What is needed –
Swap each "query" in the material below for "prompt", and write the material out again with nothing else changed.

Information supplied –
━━━━━━━━

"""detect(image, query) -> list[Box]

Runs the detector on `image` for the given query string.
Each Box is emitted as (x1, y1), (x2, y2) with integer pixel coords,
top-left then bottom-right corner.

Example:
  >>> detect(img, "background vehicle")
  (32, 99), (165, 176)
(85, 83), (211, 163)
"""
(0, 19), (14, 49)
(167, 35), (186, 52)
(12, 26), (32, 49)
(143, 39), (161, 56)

━━━━━━━━

The answer –
"""detect(image, prompt) -> list[Box]

Runs the detector on `image` for the given prompt string.
Each Box is emitted as (x1, y1), (x2, y2) with integer pixel coords,
top-left then bottom-right corner.

Example:
  >>> detect(img, "background vehicle")
  (32, 99), (165, 176)
(85, 83), (211, 163)
"""
(0, 19), (14, 49)
(167, 35), (186, 52)
(12, 26), (32, 49)
(143, 39), (161, 56)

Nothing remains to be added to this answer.